* **Short problem**:
Output every line below without omitting or altering anything.

Items from a data source:
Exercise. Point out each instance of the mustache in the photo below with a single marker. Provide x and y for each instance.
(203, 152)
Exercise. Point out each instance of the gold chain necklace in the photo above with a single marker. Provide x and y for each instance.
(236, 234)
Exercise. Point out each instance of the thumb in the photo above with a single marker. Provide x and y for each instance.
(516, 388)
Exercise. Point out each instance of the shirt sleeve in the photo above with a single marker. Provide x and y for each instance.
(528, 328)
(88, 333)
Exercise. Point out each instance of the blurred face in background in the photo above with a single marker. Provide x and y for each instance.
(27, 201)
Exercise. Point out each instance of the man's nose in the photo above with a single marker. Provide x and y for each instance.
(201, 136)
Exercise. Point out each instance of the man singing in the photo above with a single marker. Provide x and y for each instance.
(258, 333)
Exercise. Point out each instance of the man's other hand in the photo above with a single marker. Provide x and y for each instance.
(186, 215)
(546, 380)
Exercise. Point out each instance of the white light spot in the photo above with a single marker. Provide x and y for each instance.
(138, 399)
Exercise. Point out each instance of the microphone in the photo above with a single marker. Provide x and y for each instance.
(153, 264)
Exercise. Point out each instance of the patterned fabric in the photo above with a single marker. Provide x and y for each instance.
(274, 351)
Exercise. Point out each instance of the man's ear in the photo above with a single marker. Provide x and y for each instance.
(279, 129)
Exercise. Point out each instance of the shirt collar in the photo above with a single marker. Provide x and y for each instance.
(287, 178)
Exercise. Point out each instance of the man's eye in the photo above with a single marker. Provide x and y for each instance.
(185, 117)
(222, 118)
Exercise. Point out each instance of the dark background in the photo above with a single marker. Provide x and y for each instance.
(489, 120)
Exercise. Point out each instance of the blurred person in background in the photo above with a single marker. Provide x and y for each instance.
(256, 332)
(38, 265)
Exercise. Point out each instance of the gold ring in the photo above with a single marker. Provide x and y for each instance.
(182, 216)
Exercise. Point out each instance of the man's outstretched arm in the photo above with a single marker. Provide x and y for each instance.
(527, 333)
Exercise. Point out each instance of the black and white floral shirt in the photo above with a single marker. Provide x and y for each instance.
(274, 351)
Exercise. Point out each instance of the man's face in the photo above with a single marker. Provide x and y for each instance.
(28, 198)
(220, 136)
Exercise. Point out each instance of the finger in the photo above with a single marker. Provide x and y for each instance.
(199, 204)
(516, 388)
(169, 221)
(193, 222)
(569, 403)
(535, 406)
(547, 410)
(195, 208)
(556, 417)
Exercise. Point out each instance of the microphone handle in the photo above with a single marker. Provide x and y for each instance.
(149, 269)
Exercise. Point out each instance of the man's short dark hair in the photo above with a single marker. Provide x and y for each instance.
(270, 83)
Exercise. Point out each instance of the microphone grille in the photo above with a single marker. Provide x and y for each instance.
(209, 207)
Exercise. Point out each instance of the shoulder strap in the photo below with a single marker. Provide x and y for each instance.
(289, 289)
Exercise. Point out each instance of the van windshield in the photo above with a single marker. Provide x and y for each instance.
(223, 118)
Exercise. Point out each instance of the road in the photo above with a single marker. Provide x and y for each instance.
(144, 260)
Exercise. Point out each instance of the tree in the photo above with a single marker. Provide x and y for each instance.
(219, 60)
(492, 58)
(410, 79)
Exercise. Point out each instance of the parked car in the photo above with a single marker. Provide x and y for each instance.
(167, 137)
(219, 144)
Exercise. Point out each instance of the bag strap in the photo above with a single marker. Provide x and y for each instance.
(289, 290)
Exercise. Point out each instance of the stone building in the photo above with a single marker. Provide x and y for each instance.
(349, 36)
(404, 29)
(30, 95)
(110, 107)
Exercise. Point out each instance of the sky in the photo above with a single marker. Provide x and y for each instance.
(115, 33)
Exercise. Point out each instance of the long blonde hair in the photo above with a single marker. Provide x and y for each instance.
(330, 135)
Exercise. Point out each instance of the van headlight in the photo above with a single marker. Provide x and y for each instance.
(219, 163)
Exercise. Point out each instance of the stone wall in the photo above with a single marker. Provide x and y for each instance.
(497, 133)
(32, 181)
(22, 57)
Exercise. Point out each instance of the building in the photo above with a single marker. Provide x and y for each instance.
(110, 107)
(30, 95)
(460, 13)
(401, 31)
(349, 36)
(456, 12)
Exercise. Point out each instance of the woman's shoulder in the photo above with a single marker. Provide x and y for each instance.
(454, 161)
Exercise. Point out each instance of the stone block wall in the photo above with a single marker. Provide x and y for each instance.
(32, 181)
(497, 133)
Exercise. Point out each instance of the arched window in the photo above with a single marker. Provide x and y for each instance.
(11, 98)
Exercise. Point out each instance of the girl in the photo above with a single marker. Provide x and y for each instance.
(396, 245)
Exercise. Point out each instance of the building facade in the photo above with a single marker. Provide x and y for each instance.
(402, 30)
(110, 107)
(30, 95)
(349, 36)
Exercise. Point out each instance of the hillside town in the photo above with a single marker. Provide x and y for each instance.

* **Answer for the task**:
Exercise. Point out each instance of the mustache in the photo below with a single marker. Provide x and y for each instance.
(203, 152)
Exercise. Point out each instance of the gold chain necklace in the photo above with a single marker. Provide x and y for each instance.
(236, 234)
Exercise. Point out each instance of the thumb in the photo above with a single marker. Provide x and y for each instance.
(516, 388)
Exercise. Point out each instance of the shirt sleeve in the photo above with a single marker. Provide x and y for each instance.
(528, 328)
(88, 333)
Exercise. Point out each instance of the blurred face in background in the photo above with a single marker. Provide x and y for each instance.
(27, 201)
Exercise. Point out each instance of the man's nose in the photo above with a single marker. Provide x and y for each instance.
(201, 136)
Exercise. Point out each instance of the man singing in the photo above with a single marker. Provide x and y for each instance.
(258, 333)
Exercise. Point out each instance of the man's other hand in the photo above with a single marker. Provide x and y for each instance.
(186, 215)
(546, 380)
Exercise. Point out each instance of the white light spot in the photo above with a single marker. Provide x and y for each instance.
(138, 399)
Exercise. Point out each instance of the microphone in the photo above with a single marker. Provide x and y for each instance.
(153, 264)
Exercise. Point out each instance of the patterned fabric in the photo above with a single marker. Provide x and y for each instance.
(274, 351)
Exercise. Point out each instance of the man's ear in the photo above with a single marker. Provide x and y for each instance.
(279, 129)
Exercise. Point out each instance of the shirt collar in the photo above with a single marker. Provide x and y for each instance.
(287, 178)
Exercise. Point out each instance of the man's eye in the photo above with a single marker. Provide x and y for each instance.
(185, 117)
(222, 118)
Exercise. Point out each instance of the dark background in the photo above with a single marker. Provide x and y for each instance.
(489, 120)
Exercise. Point out each instance of the blurred person in background in the photo above with a single marker. Provide x and y for each instance.
(256, 332)
(38, 265)
Exercise. Point out each instance of the gold ring in the photo above with a single marker. Provide x and y for each instance.
(182, 216)
Exercise. Point out each instance of the man's outstretched arm in the photo above with a single marker. Provide x and y for each instance.
(527, 333)
Exercise. Point out each instance of the black and white floral shirt in the photo above with a single marker. Provide x and y for each instance.
(274, 351)
Exercise. Point out each instance of the man's face in the photo above with a single marker. Provide x and y for each instance.
(28, 198)
(220, 136)
Exercise. Point out each instance of the finger in the photo above with a single marker. Provide x and y for each instance.
(199, 204)
(516, 388)
(169, 221)
(193, 222)
(569, 403)
(535, 406)
(547, 410)
(195, 208)
(556, 417)
Exercise. Point out each instance of the microphone handle in the photo above with a single marker. Provide x and y for each instance.
(149, 269)
Exercise. Point out each instance of the man's short dark hair in the photo above with a single marker. Provide x and y for each instance.
(270, 83)
Exercise. Point out each instance of the microphone grille in the photo above with a single marker. Provide x and y for each instance.
(209, 207)
Exercise. Point out each instance of the shoulder strap in the photo below with a single marker. Provide x and y for each instance.
(289, 289)
Exercise. Point out each instance of the van windshield in the photo above with a single marker. Provide x and y for each instance.
(223, 118)
Exercise. Point out each instance of the road in the photo above with a single marker. Provide x and y for each instance.
(144, 260)
Exercise. Point out each instance of the tree in the photo above with a single marker. Provide x and y for each instance.
(219, 60)
(492, 58)
(410, 79)
Exercise. Point out each instance of the parked car in the photo above with a single marker. Provide x and y for each instance.
(167, 137)
(219, 144)
Exercise. Point out each instance of the bag strap in the photo above with a single marker. Provide x and y for each instance.
(289, 290)
Exercise. Point out each instance of the stone building in the photo above with a single marker. Provide x and y for each instance.
(349, 36)
(404, 29)
(30, 95)
(110, 107)
Exercise. Point out each instance of the sky in the photo above with a single marker. Provide x and y for each instance.
(115, 33)
Exercise. Point out each instance of the long blonde hair in the photo above with a single marker. Provide x and y for each instance.
(330, 135)
Exercise. Point out each instance of the van headlight in the photo above with a single marker. Provide x and y for each instance.
(219, 163)
Exercise. Point out each instance of the stone wall in the photo above with a single marker. Provide x and y for each instance.
(497, 133)
(32, 181)
(22, 57)
Exercise. Point out each instance of the building in the photo above with a single marker. Provide x and y for each instance.
(110, 107)
(30, 95)
(460, 13)
(401, 31)
(349, 36)
(456, 12)
Exercise. Point out each instance of the woman's shoulder in the photo above with a single marker. Provide x and y for each instance.
(454, 161)
Exercise. Point out each instance of the stone block wall in the photo above with a single marker. Provide x and y for each instance.
(32, 181)
(497, 133)
Exercise. Point out each instance of the arched window in the photo above with a single marker. Provide x and y for each instance.
(11, 98)
Exercise. Point out each instance of the girl in the photo above with a single marker. Provide x and y for each instance.
(396, 245)
Exercise. Point out each instance of the building facade in the photo above with a single marker. Provide x and y for each instance.
(402, 30)
(110, 107)
(30, 95)
(349, 36)
Exercise. Point out each instance of the hillside town in the photo above with a single marker. Provide x and y for each instance.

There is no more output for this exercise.